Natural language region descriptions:
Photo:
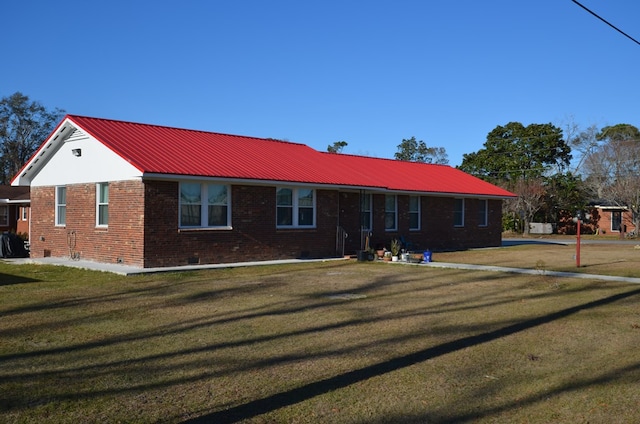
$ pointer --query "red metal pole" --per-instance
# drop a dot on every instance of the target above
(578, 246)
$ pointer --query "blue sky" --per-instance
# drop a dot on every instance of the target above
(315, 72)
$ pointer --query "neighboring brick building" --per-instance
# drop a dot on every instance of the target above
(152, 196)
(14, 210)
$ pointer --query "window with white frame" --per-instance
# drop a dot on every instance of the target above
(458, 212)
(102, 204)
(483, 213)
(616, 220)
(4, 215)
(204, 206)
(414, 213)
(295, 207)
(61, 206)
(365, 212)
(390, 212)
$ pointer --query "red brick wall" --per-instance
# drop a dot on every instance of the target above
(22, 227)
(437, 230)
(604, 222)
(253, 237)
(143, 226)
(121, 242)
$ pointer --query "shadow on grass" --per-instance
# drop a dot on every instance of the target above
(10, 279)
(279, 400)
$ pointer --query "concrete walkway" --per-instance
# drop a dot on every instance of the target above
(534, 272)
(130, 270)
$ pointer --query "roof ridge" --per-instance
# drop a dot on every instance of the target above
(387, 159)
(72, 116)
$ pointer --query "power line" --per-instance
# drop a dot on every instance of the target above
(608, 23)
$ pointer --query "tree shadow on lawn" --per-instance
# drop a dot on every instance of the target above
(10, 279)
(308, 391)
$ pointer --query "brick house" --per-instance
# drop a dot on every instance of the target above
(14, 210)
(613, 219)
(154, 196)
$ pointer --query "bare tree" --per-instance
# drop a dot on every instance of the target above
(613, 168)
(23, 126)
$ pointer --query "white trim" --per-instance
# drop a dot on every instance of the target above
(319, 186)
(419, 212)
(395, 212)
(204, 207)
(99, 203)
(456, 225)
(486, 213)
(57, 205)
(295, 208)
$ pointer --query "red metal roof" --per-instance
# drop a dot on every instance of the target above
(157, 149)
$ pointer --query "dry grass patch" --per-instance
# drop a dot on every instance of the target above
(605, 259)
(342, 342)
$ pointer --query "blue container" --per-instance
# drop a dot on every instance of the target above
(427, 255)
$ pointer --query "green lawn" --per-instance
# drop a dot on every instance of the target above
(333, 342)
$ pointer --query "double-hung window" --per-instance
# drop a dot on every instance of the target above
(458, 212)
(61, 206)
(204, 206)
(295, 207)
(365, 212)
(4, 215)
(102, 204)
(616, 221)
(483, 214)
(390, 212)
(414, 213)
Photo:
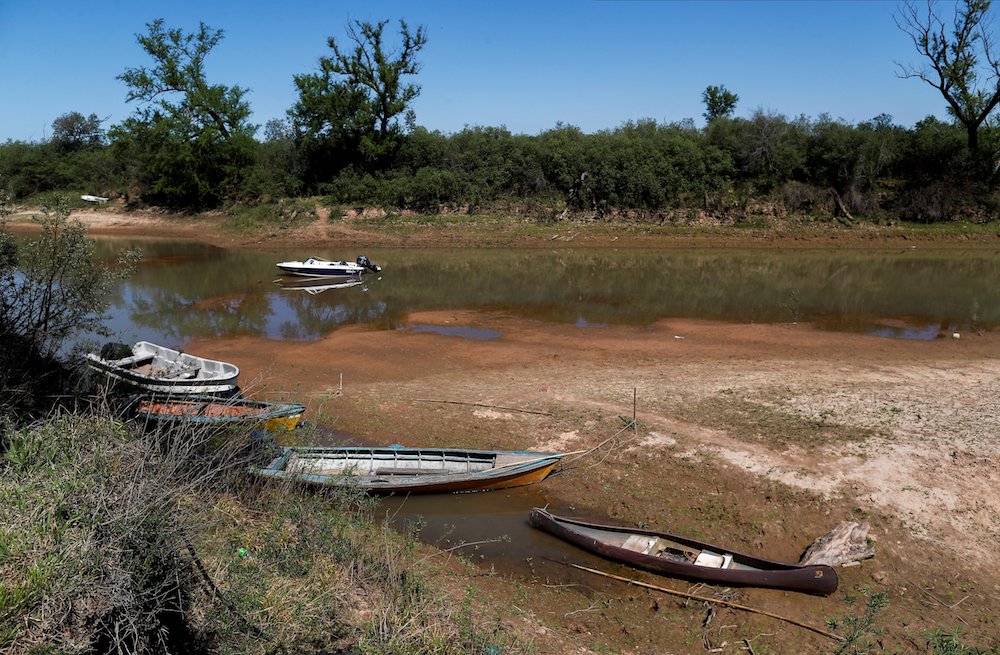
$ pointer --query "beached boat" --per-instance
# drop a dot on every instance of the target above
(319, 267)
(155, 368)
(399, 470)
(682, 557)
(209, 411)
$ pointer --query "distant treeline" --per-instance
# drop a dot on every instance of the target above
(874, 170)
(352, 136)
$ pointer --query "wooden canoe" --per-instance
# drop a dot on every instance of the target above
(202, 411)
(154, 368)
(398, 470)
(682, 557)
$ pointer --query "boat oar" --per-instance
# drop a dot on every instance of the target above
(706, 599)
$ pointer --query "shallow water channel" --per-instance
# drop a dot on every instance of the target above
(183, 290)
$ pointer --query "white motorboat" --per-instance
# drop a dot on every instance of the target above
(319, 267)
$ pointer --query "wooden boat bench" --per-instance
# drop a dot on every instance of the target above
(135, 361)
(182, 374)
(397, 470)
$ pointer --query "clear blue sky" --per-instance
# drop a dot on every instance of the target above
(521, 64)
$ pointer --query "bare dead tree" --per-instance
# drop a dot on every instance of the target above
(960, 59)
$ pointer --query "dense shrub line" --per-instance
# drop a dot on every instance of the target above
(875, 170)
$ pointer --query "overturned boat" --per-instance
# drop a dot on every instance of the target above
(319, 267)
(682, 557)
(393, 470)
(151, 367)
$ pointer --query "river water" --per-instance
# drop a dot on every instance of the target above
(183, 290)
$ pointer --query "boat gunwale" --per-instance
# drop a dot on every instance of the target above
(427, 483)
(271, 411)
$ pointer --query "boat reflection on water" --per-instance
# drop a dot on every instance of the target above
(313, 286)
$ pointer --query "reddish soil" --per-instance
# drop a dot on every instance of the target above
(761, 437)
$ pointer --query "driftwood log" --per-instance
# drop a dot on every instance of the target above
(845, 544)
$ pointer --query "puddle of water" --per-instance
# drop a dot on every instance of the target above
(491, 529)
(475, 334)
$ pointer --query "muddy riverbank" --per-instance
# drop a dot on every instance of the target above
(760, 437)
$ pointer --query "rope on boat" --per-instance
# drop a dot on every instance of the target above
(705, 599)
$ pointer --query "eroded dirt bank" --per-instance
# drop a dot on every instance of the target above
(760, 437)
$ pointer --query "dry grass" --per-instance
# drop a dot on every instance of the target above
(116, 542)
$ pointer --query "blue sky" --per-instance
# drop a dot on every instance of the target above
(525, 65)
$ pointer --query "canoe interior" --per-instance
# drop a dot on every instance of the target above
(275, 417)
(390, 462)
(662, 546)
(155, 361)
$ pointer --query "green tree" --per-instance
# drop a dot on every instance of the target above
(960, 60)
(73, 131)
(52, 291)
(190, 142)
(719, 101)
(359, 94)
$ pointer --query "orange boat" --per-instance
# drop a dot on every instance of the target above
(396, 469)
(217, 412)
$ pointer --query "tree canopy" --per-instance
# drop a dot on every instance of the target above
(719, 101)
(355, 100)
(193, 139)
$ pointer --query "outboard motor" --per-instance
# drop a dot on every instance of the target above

Task requirements: Using the records above, filter out every line that lacks the string "water" and copy the rest.

Completed task:
$ pointer --query "shallow water channel" --per-instance
$ pointer --query "river water" --per-instance
$ pointer --query "boat reflection on water" --per-instance
$ pointer --query "puddle of water" --per-instance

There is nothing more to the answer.